(WORKING DATA)
□ □ □ □

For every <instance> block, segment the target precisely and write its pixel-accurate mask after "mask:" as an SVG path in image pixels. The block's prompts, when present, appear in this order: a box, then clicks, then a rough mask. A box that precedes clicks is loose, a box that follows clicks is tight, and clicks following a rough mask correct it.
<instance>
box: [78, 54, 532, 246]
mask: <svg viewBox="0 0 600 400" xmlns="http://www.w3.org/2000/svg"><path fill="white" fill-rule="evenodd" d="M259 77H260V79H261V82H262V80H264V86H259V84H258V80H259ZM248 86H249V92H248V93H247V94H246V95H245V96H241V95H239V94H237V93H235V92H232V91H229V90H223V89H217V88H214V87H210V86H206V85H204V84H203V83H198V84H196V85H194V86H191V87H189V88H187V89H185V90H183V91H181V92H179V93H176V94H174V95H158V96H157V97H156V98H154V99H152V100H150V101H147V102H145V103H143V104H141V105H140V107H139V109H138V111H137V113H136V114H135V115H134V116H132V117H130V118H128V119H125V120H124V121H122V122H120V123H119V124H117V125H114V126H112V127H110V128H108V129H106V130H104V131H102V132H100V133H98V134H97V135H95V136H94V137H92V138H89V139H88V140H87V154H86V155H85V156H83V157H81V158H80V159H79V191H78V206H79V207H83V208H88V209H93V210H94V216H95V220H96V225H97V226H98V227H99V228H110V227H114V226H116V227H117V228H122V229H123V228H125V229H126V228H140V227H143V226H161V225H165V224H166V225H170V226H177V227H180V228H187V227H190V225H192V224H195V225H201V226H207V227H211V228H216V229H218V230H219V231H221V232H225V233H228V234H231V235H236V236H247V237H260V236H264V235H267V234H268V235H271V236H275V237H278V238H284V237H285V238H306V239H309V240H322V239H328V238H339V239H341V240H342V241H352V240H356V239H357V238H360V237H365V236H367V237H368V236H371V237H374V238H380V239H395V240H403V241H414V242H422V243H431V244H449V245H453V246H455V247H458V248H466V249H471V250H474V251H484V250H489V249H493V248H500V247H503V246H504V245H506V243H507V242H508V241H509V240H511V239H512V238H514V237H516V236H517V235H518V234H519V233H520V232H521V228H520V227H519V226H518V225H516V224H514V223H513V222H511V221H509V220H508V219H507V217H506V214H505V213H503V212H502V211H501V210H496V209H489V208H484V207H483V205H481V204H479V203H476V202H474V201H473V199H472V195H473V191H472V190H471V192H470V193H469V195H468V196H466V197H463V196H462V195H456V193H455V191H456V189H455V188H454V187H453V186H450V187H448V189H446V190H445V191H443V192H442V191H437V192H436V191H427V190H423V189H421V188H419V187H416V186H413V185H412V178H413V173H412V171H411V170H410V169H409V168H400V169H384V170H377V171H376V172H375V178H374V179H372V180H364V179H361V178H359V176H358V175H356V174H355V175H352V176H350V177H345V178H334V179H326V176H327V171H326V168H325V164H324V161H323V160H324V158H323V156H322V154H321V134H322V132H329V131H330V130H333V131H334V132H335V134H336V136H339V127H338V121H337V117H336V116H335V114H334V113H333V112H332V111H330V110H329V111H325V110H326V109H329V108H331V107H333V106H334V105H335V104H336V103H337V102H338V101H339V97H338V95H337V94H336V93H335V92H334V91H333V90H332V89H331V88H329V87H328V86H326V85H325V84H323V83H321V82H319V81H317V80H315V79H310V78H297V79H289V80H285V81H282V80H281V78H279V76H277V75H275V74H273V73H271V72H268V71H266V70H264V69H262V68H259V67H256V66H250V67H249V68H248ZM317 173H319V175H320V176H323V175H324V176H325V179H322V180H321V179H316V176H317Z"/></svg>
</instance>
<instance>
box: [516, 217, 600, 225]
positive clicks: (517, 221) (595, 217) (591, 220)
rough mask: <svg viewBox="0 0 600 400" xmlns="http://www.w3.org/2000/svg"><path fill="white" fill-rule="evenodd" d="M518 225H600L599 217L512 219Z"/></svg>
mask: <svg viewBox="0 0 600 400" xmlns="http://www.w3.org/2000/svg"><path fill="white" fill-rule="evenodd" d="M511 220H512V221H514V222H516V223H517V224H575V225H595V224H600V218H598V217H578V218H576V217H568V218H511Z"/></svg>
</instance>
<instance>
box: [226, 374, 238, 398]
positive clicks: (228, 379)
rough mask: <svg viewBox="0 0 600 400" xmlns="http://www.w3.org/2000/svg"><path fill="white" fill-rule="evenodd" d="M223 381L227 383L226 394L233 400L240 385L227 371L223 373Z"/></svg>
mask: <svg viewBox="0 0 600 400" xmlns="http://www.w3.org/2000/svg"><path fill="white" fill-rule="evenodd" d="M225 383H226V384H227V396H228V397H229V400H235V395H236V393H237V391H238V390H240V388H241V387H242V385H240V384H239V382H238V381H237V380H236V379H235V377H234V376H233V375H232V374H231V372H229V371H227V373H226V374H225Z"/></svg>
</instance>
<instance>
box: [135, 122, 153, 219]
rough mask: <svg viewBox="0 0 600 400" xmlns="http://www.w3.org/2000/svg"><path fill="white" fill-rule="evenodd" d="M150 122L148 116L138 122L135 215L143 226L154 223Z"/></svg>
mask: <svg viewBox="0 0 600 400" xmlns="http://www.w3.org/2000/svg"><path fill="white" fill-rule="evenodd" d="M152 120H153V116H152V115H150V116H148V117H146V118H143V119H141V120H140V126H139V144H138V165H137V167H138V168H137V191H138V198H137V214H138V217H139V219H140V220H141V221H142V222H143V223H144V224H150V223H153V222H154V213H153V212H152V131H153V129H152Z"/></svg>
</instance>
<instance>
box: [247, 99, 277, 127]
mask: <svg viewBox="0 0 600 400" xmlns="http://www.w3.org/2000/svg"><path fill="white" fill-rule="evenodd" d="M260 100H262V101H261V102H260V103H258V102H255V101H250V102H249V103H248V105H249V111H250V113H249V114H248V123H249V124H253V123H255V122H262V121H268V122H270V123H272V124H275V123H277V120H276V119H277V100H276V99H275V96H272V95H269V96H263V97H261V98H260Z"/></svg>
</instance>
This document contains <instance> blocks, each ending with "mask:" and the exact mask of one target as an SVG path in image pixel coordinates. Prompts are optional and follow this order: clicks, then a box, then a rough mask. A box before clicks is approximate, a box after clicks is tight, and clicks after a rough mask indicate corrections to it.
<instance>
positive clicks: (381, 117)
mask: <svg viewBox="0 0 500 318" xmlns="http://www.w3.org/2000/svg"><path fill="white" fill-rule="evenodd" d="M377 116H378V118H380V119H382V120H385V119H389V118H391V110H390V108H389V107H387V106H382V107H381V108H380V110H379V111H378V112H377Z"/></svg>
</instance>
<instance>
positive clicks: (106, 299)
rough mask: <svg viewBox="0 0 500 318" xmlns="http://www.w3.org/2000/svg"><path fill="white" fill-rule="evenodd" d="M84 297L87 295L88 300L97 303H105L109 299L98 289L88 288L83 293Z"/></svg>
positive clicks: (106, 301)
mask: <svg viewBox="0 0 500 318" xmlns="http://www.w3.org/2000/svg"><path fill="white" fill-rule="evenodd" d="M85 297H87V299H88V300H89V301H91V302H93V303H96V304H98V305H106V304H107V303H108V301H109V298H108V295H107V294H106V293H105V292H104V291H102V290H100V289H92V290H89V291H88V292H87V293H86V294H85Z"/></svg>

□ □ □ □

Would you transcribe, unchanged, every line of the material from the one containing "positive clicks: (106, 299)" to the very end, including both, and nothing else?

(EXPECTED ANSWER)
positive clicks: (106, 299)
rough mask: <svg viewBox="0 0 500 318" xmlns="http://www.w3.org/2000/svg"><path fill="white" fill-rule="evenodd" d="M84 297L87 295L88 300L97 303H105L109 299L98 289L88 288L83 293Z"/></svg>
positive clicks: (106, 301)
mask: <svg viewBox="0 0 500 318" xmlns="http://www.w3.org/2000/svg"><path fill="white" fill-rule="evenodd" d="M85 297H87V299H88V300H89V301H91V302H93V303H96V304H98V305H106V304H107V303H108V301H109V298H108V295H107V294H106V293H105V292H104V291H102V290H100V289H92V290H89V291H88V292H87V293H86V294H85Z"/></svg>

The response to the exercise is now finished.